Task objective: Please rewrite the records below, starting at the line that has "Please place a point on every instance of the green" and stopping after the last line of the records. Keep every line, and shift each x and y coordinate in the answers by adding 99 to it.

Records shown:
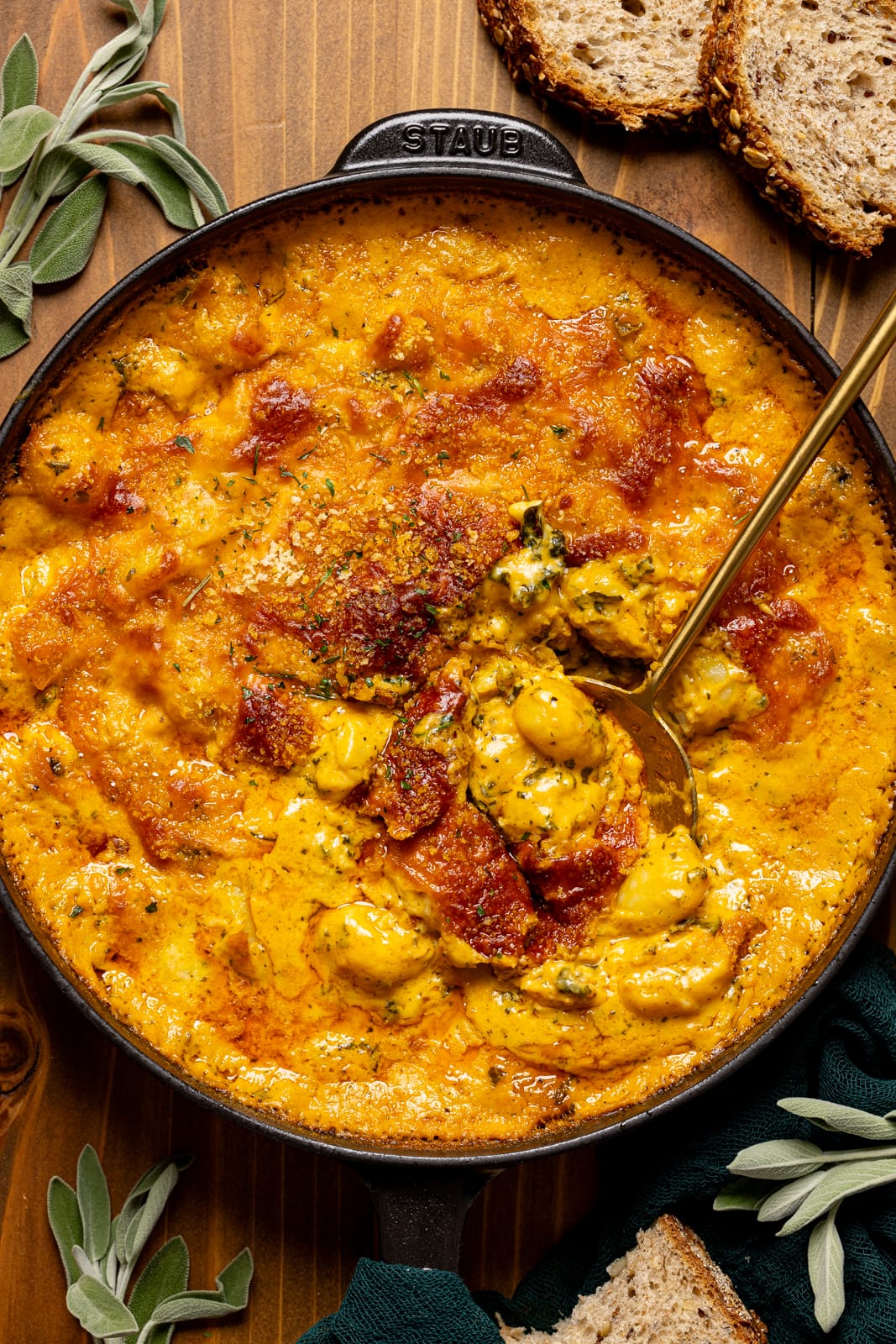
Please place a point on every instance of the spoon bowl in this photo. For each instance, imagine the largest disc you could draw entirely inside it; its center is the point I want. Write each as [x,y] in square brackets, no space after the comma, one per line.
[669,785]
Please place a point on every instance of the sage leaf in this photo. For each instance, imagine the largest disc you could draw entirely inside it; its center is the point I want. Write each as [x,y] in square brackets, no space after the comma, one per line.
[156,1335]
[779,1159]
[58,163]
[98,1310]
[120,49]
[107,160]
[65,1223]
[63,246]
[192,172]
[167,1274]
[842,1120]
[826,1272]
[154,13]
[137,1198]
[13,333]
[15,292]
[837,1184]
[788,1198]
[20,134]
[741,1194]
[231,1294]
[85,1265]
[172,108]
[128,91]
[143,1225]
[19,77]
[176,201]
[58,172]
[93,1202]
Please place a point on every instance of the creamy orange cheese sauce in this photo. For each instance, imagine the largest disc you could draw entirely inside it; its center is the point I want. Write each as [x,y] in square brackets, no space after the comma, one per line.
[296,564]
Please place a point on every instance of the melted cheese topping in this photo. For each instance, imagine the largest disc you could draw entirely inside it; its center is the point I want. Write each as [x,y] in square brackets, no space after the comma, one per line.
[297,564]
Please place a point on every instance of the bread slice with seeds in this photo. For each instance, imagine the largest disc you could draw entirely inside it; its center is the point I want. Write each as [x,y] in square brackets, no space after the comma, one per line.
[804,97]
[627,60]
[667,1290]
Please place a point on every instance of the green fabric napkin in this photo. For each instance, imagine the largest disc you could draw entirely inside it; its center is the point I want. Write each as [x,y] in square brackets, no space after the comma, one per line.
[841,1048]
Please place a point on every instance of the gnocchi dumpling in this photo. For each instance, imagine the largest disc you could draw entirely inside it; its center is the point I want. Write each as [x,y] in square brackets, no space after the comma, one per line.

Exercise result:
Please place a point on every instance of the green fabric napkin in this photo. For each instance, imagine the largest disc you could draw entirely inside it; its center is the point I want. Write each as [x,y] in square brackets, no space after the comma, one per line.
[940,1147]
Please place a point on every instance of the gnocchi dumpling in this photo. For each instance, imagine the largest disc you could draw entirely inside it; its center is the point I want. Write each as [x,y] in square brackets, no space after the comma, one per line.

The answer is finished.